*** PROVIDED RECORDS

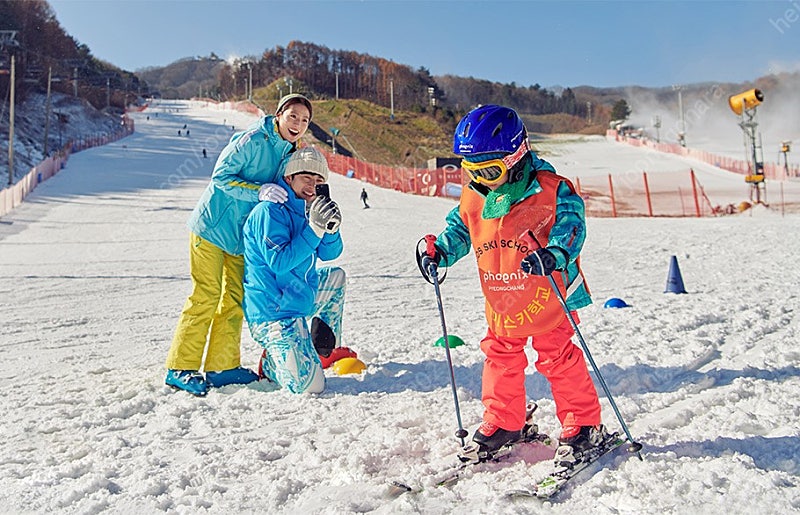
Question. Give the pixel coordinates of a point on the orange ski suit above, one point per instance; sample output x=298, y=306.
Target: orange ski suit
x=520, y=307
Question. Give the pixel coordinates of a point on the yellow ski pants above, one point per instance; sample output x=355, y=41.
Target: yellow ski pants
x=212, y=313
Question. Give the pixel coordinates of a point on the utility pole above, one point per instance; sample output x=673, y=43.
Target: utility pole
x=391, y=99
x=682, y=133
x=8, y=39
x=47, y=109
x=250, y=81
x=11, y=124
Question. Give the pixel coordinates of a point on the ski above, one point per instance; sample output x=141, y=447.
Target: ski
x=466, y=459
x=552, y=484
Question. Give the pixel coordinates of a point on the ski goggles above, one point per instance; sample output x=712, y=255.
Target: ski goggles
x=493, y=171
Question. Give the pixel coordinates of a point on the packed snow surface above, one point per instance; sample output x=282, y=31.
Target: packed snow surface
x=94, y=271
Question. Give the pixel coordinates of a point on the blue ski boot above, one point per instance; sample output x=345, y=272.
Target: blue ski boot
x=238, y=375
x=190, y=381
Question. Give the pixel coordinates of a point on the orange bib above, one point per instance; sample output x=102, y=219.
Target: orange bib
x=517, y=304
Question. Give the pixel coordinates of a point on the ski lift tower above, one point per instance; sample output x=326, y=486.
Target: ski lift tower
x=744, y=105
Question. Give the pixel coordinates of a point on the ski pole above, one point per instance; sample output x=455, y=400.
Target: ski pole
x=634, y=446
x=433, y=271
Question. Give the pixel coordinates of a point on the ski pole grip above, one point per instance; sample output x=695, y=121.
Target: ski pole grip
x=430, y=245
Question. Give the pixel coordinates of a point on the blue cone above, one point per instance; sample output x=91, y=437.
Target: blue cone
x=674, y=279
x=453, y=341
x=616, y=303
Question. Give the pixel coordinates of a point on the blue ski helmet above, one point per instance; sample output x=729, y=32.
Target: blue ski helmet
x=489, y=128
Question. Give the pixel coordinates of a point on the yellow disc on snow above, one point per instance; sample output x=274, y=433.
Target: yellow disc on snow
x=349, y=366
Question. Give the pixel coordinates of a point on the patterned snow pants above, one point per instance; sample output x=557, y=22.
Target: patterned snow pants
x=291, y=359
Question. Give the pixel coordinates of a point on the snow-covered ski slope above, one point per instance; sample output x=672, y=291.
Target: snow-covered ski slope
x=94, y=272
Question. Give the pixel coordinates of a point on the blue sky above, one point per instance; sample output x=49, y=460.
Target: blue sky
x=567, y=43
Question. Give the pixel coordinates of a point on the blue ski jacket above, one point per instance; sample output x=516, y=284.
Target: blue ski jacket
x=250, y=159
x=281, y=251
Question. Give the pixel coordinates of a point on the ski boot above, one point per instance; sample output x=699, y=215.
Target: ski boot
x=190, y=381
x=575, y=441
x=238, y=375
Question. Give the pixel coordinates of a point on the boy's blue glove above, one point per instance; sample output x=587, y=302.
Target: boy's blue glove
x=540, y=262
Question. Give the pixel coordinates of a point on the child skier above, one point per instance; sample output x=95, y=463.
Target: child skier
x=284, y=290
x=244, y=174
x=523, y=223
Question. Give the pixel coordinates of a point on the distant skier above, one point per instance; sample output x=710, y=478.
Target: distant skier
x=364, y=197
x=523, y=223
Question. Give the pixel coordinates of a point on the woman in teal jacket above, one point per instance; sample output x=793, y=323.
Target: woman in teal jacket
x=283, y=288
x=246, y=172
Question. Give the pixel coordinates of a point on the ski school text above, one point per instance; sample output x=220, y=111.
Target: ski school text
x=487, y=246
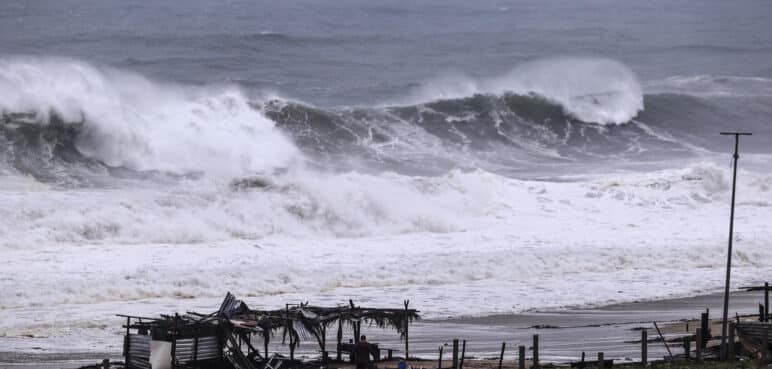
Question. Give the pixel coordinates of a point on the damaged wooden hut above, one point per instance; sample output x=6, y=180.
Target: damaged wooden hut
x=230, y=336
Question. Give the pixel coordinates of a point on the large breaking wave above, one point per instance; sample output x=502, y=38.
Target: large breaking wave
x=67, y=121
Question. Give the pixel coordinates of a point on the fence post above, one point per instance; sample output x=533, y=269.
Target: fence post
x=644, y=347
x=501, y=357
x=455, y=353
x=601, y=361
x=407, y=324
x=730, y=348
x=535, y=351
x=698, y=345
x=463, y=353
x=687, y=347
x=439, y=363
x=766, y=301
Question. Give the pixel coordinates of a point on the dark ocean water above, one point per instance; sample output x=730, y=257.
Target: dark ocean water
x=346, y=52
x=346, y=80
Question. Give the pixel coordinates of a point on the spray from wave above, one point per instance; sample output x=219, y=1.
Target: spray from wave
x=125, y=120
x=591, y=90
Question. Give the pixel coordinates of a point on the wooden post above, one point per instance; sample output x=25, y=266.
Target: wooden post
x=266, y=336
x=439, y=363
x=730, y=342
x=698, y=345
x=644, y=347
x=455, y=353
x=766, y=301
x=501, y=357
x=687, y=347
x=765, y=345
x=338, y=354
x=659, y=332
x=407, y=339
x=463, y=353
x=535, y=351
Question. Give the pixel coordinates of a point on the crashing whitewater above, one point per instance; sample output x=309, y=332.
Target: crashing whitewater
x=526, y=192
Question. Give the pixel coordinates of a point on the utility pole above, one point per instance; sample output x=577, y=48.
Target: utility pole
x=731, y=234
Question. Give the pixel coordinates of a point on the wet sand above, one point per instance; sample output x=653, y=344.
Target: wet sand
x=563, y=335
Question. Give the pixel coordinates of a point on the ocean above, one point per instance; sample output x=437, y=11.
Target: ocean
x=477, y=158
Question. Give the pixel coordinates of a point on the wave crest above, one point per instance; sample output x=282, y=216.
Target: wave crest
x=592, y=90
x=129, y=121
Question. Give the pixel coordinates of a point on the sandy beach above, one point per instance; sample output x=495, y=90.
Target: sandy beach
x=564, y=335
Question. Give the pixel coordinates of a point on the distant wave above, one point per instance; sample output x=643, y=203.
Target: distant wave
x=125, y=120
x=62, y=120
x=591, y=90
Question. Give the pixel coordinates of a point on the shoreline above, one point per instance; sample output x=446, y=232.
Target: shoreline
x=564, y=334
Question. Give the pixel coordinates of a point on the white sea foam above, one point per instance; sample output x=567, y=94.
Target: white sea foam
x=590, y=89
x=68, y=254
x=713, y=86
x=440, y=242
x=133, y=122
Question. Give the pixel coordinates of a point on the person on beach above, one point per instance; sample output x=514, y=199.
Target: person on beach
x=362, y=353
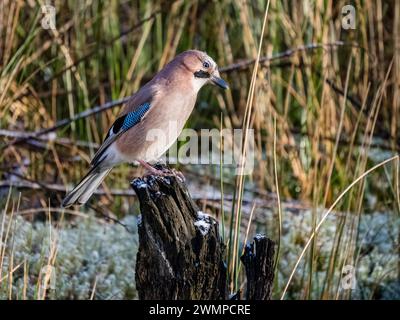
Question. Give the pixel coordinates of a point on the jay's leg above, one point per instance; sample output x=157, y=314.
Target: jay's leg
x=162, y=172
x=151, y=169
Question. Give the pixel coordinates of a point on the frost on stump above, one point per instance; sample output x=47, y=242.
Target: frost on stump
x=181, y=254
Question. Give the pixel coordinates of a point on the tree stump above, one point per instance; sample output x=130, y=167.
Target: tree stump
x=181, y=254
x=258, y=259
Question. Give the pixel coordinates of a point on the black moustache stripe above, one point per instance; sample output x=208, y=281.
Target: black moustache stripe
x=201, y=74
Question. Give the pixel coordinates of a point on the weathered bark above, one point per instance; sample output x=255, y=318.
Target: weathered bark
x=181, y=254
x=258, y=259
x=180, y=251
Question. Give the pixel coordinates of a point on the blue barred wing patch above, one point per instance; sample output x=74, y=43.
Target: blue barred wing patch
x=120, y=125
x=134, y=117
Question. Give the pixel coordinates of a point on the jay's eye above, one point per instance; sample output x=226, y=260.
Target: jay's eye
x=206, y=64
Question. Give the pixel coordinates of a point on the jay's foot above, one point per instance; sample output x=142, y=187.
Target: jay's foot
x=163, y=171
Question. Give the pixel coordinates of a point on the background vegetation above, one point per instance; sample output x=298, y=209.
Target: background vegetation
x=325, y=109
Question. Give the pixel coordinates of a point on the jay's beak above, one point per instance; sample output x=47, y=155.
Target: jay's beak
x=215, y=79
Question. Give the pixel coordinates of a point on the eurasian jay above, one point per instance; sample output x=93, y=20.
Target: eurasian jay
x=168, y=98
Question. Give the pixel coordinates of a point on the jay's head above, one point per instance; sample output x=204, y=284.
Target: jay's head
x=202, y=68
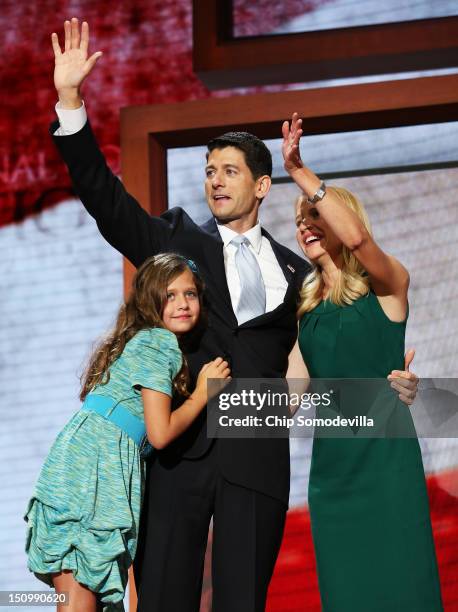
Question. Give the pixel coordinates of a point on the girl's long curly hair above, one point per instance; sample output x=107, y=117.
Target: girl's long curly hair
x=143, y=309
x=353, y=281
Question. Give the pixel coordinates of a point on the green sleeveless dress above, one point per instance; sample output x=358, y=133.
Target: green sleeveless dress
x=85, y=510
x=367, y=496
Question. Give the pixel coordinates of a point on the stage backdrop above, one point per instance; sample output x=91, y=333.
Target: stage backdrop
x=62, y=284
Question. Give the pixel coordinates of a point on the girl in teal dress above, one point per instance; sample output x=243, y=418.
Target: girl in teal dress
x=368, y=502
x=83, y=517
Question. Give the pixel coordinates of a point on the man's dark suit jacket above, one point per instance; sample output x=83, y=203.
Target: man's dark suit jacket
x=257, y=349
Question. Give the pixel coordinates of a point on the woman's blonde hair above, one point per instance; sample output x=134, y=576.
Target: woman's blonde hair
x=143, y=309
x=352, y=281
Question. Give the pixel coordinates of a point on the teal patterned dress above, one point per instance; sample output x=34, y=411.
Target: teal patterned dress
x=85, y=510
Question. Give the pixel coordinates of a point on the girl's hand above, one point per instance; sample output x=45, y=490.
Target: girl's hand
x=290, y=146
x=218, y=368
x=73, y=65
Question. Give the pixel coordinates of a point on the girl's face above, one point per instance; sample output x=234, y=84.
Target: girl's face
x=313, y=234
x=182, y=306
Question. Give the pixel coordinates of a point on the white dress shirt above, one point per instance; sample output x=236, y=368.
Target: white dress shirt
x=272, y=274
x=72, y=121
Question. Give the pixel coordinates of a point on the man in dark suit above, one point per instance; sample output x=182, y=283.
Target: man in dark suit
x=242, y=483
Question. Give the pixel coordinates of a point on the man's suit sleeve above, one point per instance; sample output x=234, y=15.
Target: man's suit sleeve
x=120, y=218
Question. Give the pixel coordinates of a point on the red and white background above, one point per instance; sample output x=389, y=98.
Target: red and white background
x=61, y=284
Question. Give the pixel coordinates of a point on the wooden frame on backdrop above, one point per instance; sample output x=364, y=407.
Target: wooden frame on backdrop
x=222, y=61
x=148, y=131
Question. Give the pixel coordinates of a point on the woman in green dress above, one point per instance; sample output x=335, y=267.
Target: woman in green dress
x=367, y=496
x=83, y=517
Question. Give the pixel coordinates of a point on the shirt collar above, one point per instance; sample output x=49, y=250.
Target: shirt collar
x=254, y=235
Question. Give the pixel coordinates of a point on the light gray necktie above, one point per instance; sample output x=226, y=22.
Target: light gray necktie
x=252, y=301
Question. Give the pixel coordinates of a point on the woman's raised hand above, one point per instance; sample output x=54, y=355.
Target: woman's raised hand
x=290, y=147
x=72, y=65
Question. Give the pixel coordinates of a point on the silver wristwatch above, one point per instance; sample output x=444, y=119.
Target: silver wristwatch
x=319, y=195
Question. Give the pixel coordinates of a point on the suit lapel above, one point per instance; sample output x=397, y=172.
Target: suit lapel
x=214, y=258
x=215, y=261
x=290, y=274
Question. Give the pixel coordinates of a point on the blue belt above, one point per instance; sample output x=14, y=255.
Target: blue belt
x=114, y=411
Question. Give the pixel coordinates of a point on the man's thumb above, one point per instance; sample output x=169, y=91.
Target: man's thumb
x=408, y=358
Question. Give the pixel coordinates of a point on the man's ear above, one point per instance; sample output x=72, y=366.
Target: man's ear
x=263, y=184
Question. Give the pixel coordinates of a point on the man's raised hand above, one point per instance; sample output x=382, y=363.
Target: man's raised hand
x=290, y=147
x=72, y=65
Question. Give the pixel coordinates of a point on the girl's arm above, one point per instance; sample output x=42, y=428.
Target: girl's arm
x=388, y=276
x=163, y=425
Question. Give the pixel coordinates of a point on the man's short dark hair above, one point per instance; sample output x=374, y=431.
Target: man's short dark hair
x=257, y=156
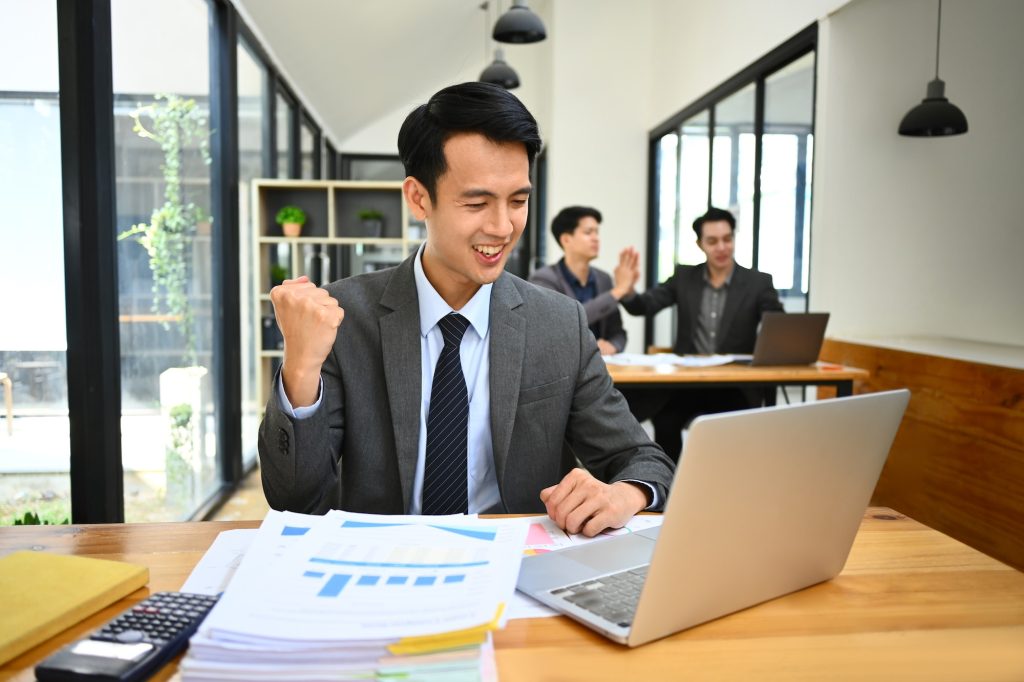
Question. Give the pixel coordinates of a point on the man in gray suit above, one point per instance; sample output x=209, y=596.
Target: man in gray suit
x=445, y=384
x=577, y=229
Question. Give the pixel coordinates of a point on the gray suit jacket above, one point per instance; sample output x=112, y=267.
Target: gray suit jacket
x=601, y=310
x=551, y=401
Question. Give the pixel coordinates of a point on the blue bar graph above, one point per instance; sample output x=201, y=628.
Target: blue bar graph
x=334, y=585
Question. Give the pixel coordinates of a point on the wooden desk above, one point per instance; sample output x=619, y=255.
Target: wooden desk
x=671, y=376
x=911, y=604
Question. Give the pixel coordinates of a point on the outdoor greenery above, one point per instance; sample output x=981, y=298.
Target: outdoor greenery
x=175, y=124
x=291, y=214
x=178, y=456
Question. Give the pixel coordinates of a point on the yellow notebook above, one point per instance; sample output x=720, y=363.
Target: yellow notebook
x=42, y=594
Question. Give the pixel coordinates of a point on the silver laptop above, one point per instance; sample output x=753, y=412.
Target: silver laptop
x=765, y=502
x=788, y=338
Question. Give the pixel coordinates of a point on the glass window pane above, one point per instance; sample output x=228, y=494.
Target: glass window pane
x=35, y=451
x=693, y=179
x=306, y=138
x=785, y=165
x=733, y=168
x=284, y=133
x=252, y=104
x=162, y=136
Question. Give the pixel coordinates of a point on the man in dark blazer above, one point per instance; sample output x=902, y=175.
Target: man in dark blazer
x=719, y=304
x=349, y=423
x=577, y=230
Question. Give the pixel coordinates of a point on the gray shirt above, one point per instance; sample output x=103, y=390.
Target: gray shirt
x=712, y=305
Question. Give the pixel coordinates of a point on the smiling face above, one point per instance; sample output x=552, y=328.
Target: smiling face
x=476, y=217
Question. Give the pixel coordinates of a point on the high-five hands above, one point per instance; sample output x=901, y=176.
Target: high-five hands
x=581, y=503
x=627, y=272
x=308, y=318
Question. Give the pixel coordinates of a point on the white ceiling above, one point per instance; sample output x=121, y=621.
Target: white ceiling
x=353, y=61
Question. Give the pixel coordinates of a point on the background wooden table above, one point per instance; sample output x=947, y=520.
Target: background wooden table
x=911, y=604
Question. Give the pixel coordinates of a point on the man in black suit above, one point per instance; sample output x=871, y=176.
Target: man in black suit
x=577, y=228
x=718, y=308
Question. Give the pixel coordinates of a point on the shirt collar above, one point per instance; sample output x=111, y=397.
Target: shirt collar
x=433, y=307
x=571, y=278
x=728, y=280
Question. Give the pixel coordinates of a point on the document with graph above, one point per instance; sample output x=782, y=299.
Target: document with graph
x=354, y=577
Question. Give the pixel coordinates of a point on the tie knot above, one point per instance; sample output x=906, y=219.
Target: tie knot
x=453, y=328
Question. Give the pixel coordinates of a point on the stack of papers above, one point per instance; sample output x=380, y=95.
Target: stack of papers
x=354, y=596
x=655, y=359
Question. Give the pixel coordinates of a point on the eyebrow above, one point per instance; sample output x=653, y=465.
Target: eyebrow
x=470, y=194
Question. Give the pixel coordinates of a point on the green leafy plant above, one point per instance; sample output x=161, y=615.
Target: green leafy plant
x=278, y=273
x=32, y=518
x=291, y=214
x=175, y=124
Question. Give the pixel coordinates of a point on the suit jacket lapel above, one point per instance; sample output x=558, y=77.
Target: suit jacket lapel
x=737, y=291
x=400, y=353
x=508, y=342
x=694, y=290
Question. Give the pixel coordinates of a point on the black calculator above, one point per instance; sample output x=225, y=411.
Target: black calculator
x=133, y=645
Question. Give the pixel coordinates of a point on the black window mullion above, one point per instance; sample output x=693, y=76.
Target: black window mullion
x=225, y=239
x=759, y=128
x=90, y=260
x=798, y=242
x=270, y=124
x=295, y=143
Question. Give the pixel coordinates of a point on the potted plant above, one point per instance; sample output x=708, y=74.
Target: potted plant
x=373, y=222
x=291, y=219
x=278, y=274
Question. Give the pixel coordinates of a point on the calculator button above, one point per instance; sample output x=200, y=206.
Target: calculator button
x=130, y=636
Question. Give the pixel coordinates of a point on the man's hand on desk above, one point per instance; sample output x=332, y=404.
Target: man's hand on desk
x=581, y=503
x=308, y=318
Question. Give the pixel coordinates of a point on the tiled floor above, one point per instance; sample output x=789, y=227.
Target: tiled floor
x=247, y=503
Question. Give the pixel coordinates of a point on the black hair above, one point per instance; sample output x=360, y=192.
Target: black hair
x=468, y=108
x=569, y=217
x=714, y=215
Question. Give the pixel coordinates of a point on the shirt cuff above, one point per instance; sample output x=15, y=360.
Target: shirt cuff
x=654, y=502
x=298, y=413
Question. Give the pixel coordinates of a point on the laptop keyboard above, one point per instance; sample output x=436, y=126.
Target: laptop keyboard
x=611, y=597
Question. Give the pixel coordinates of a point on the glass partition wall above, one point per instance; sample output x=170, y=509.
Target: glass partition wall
x=747, y=146
x=190, y=128
x=34, y=428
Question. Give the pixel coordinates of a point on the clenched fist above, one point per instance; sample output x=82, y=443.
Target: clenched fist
x=308, y=318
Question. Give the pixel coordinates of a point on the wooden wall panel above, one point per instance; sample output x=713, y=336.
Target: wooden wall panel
x=957, y=462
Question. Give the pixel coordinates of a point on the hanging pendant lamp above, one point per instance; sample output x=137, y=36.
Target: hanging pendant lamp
x=935, y=116
x=519, y=25
x=500, y=73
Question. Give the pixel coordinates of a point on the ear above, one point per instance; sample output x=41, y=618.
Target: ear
x=417, y=198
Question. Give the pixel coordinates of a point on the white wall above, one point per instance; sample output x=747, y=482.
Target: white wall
x=919, y=236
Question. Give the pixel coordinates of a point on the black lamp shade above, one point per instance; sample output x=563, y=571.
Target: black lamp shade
x=500, y=73
x=934, y=117
x=519, y=25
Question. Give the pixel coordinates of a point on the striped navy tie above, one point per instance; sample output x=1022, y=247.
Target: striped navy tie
x=444, y=477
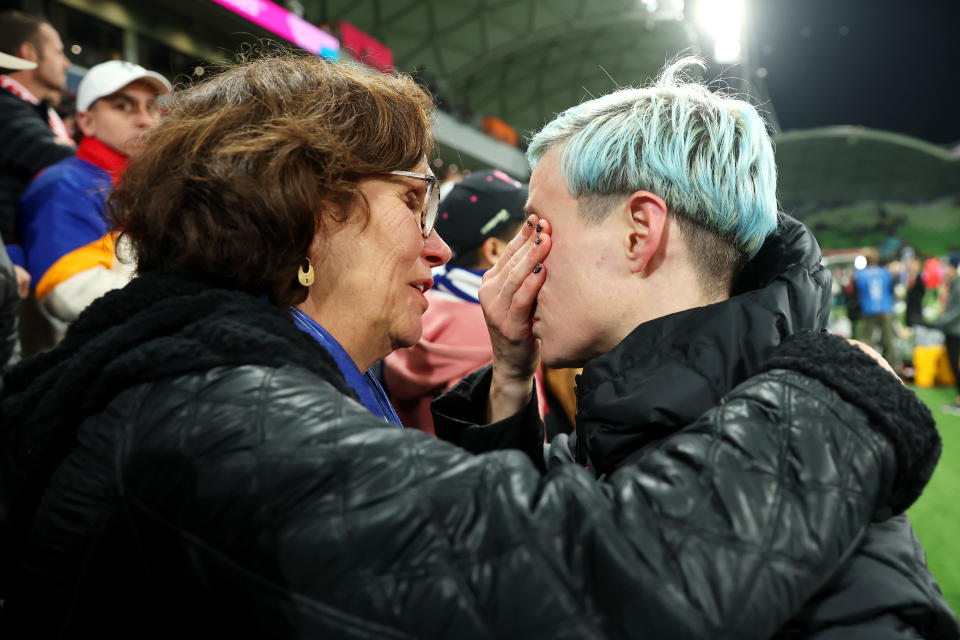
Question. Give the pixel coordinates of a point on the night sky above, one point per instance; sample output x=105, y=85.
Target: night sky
x=885, y=64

******

- _WHAT IS BEING ASKED_
The answer is the lines above between the line holding "Target: stack of papers" and the line holding "output x=558, y=77.", inclusive, each written out exactly, and no others.

- _REPLY TO THE EXERCISE_
Target: stack of papers
x=354, y=596
x=655, y=359
Question. Give the pixel coordinates of a point on the eyebrow above, one point per instance; sample output x=653, y=465.
Target: eyebrow
x=470, y=194
Question. Give the pixel coordinates of a point on the green leafy plant above, one point per instance; sample output x=161, y=615.
Target: green leafy plant
x=278, y=273
x=32, y=518
x=291, y=214
x=175, y=124
Question. Give the pixel coordinates of a point on the suit jacket lapel above, one point per instance; sample output x=558, y=77.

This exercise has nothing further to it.